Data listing

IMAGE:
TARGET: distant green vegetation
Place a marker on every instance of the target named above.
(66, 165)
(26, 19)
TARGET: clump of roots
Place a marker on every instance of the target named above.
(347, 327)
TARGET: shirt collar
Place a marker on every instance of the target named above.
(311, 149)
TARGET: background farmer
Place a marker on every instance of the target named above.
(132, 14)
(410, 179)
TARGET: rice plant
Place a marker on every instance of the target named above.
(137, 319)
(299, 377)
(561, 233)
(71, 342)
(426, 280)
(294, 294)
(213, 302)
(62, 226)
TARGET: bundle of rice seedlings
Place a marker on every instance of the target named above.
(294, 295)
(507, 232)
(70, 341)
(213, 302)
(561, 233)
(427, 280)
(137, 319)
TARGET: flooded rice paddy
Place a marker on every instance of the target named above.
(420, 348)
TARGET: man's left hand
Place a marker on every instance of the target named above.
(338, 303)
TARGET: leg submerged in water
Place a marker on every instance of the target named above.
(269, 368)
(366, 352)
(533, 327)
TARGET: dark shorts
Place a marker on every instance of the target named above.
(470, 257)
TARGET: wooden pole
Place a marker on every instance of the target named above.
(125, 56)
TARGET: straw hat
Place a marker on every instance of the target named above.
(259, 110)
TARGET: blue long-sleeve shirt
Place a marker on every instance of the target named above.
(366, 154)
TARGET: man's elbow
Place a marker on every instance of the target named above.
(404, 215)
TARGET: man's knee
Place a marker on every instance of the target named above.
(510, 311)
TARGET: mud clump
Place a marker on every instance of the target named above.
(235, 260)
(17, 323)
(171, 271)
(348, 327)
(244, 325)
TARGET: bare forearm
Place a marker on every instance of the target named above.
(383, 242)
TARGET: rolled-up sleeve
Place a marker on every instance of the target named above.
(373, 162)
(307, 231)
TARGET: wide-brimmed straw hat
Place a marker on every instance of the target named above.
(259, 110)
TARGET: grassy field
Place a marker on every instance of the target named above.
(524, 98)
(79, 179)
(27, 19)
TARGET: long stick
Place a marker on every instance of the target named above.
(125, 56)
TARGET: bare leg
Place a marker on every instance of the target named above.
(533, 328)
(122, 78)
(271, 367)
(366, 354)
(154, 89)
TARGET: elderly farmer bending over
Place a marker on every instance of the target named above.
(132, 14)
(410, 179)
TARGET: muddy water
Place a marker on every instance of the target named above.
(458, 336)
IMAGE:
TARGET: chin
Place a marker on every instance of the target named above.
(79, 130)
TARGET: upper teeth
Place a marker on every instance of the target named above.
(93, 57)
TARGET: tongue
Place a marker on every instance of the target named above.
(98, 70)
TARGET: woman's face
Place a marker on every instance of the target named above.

■ Short problem:
Reproduce the entries above in full by retyping them exactly.

■ Full response:
IMAGE:
TARGET: distant green vegetation
Place a marker on every instance of the target named above.
(66, 165)
(26, 19)
TARGET: clump of roots
Place a marker on every instance of the target named above.
(347, 327)
TARGET: shirt collar
Place a marker on every instance of the target named above.
(311, 149)
TARGET: background farmer
Place a marker on every instance of the target named above.
(132, 14)
(410, 179)
TARGET: rice plant
Place a marker on every instance of the target named above.
(137, 319)
(299, 377)
(561, 233)
(71, 342)
(426, 280)
(294, 294)
(213, 302)
(62, 226)
TARGET: bundle of rice seedlings
Place a marker on every instance of the target named above.
(294, 295)
(507, 232)
(70, 341)
(213, 302)
(561, 233)
(427, 280)
(137, 319)
TARGET: flooded rice paddy
Place a marker on every instance of the target named above.
(420, 348)
TARGET: man's left hand
Place a marker on every instance of the target named above.
(338, 303)
TARGET: leg submerged in water
Place a marker on every instance of the target named above.
(269, 368)
(366, 352)
(533, 327)
TARGET: dark shorts
Place a marker on every instance of the target named above.
(470, 257)
TARGET: wooden pole
Place a marker on every instance of the target named above.
(125, 56)
TARGET: straw hat
Place a marker on every instance of the target named above.
(259, 110)
TARGET: blue long-sleeve shirt
Place a marker on every instance of the target named above.
(366, 154)
TARGET: man's elbow
Place a marker on every instance of the target named above.
(404, 215)
TARGET: man's knee
Place a marker on every instance of the target named above.
(510, 311)
TARGET: mud clump
Place a marker on every instance of the target named above.
(235, 260)
(17, 323)
(171, 271)
(348, 327)
(244, 325)
TARGET: bare forearm
Place a marker on every instance of the target named above.
(383, 242)
TARGET: rolled-up sleeve
Place a marker on every instance of the target named above.
(373, 162)
(307, 231)
TARGET: wide-brimmed straw hat
Place a marker on every instance of the target named above.
(259, 110)
TARGET: grassy field
Place a marker on every instance of the target named above.
(524, 98)
(79, 179)
(27, 19)
TARGET: long stick
Place a marker on every instance of the target named above.
(125, 56)
TARGET: bare leg
Place a marker on every instance of the target named above.
(533, 328)
(122, 78)
(271, 367)
(366, 354)
(154, 89)
TARGET: elderly farmer bending over
Place a marker on every instance of the target named above.
(132, 14)
(410, 179)
TARGET: muddy water
Place a marker on every instance of the target named above.
(458, 336)
IMAGE:
TARGET: chin
Place a marker on every instance of the target named above.
(79, 130)
TARGET: upper teeth
Place a marker on every instance of the target named above.
(93, 57)
TARGET: tongue
Place a marker on every instance of the target named above.
(98, 70)
TARGET: woman's face
Place a marker on every instance of the target named above.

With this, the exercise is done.